═══ SUPPLIED PASSAGE
On 12/9/2011 2:47 AM, meekerdb wrote:
On 12/8/2011 6:35 PM, Stephen P. King wrote:
On 12/8/2011 9:01 PM, meekerdb wrote:
On 12/8/2011 5:48 PM, Stephen P. King wrote:
On 12/8/2011 6:45 PM, meekerdb wrote:
On 12/8/2011 3:04 PM, Craig Weinberg wrote:
On Dec 8, 4:44 pm, "Stephen P. King"<stephe...@charter.net>  wrote:
On 12/8/2011 4:22 PM, Craig Weinberg wrote:
To suppose computation requires a material process would be
materialism, wouldn't it?
Hi Craig,

Not quite, a dualist model would require that some form of material process occur for computations and would go even further in prohibiting computations from not having a physical component but would not specify which it was. This way we preserve computational universality without
having to drift off into idealism and its own set of problems.

True, it could be dualism (or an involuted monism) too, but I wouldn't
call a theory of mind which depends on material processes

You might if you thought that's all that was needed to make a mind, in contrast to some supernatural soul stuff. It basically boils down to whether you suppose there are some things that are real (e.g. some things happen and some don't, or some stuff exists and some doesn't) and some aren't or you suppose that everything happens and exists. In the latter case there's really no role for ur stuff whose only function is to mark some stuff as existing and the rest not.


Hi Brent,

Interesting role that you have cast the physical world into, but ironically "stuff whose only function is to mark some stuff as existing and the rest not" and "everything happens and exists" do not sleep together very well at all. The "everything happens and exists" hypothesis has a huge problem in that is has no way of sorting the "Tom sees this and not that" from the " from "Dick sees this and not that" and "Jane sees this and not that", where as the "stuff whose only function is to mark some stuff as existing and the rest not" can be coherently defined as the union of what Tom, Dick and Jane see and do not see. The idealists would have us believe that along with numbers their operations there exists some immaterial stratifying medium that sorts one level of Gedel numbering from another. I am reminded of a video I watched some time ago where a girl had three sealed jars. One contained nothing, one contained 4 6-die and the third contained 1,242,345,235,235 immaterial 6-die. ... The physical world is very much real, even if it vanishes when we look at it closely enough. But we might consider that just as it vanishes so too does the ability to distinguish one set of numbers from another. If the ability to distinguish this from that itself vanishes, how are we to claim that computations exist "independent of physics"? Seriously!?!
══════
• WHAT THIS EXERCISE ASKS
(a) Answer these questions from the email thread:
(i) According to the paragraph beginning "Not quite", what would a dualist model require to occur for computations?
(ii) How many sealed jars did the girl in the recalled video have?
(iii) Which three names are used for the observers in the argument against the "everything happens and exists" hypothesis?
(b) Update the email thread from "True, it could" up to and including "the rest not.", changing "supernatural soul stuff" to "immaterial spirit stuff".
(c) For each statement, say whether it agrees with the email thread, answering yes or no and quoting the words that decide it:
(i) The third jar in the video held 1,242,345,235,235 immaterial dice.
(ii) The physical world is described as not real.
(iii) One of the jars in the video contained nothing.
═══ SOURCE INFORMATION
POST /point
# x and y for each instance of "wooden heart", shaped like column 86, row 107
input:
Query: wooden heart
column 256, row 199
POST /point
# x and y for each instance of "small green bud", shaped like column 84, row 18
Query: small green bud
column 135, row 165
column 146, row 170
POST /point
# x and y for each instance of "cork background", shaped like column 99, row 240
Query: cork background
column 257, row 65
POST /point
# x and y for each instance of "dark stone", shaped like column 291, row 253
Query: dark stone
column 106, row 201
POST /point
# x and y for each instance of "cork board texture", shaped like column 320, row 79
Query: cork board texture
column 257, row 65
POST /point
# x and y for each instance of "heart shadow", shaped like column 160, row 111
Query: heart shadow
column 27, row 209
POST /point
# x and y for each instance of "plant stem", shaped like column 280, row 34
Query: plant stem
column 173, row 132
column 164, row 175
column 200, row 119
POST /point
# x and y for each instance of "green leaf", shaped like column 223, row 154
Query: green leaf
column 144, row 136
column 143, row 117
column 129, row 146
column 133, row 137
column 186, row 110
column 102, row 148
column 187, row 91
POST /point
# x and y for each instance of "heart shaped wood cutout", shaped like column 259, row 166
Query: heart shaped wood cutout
══════
• EXPECTED OUTPUTS
(a)
(i) Some form of material process.
(ii) Three.
(iii) Tom, Dick and Jane.

(b)
True, it could be dualism (or an involuted monism) too, but I wouldn't
call a theory of mind which depends on material processes

You might if you thought that's all that was needed to make a mind, in contrast to some immaterial spirit stuff. It basically boils down to whether you suppose there are some things that are real (e.g. some things happen and some don't, or some stuff exists and some doesn't) and some aren't or you suppose that everything happens and exists. In the latter case there's really no role for ur stuff whose only function is to mark some stuff as existing and the rest not.

(c)
(i) Yes: "the third contained 1,242,345,235,235 immaterial 6-die"
(ii) No: "The physical world is very much real, even if it vanishes when we look at it closely enough."
(iii) Yes: "One contained nothing"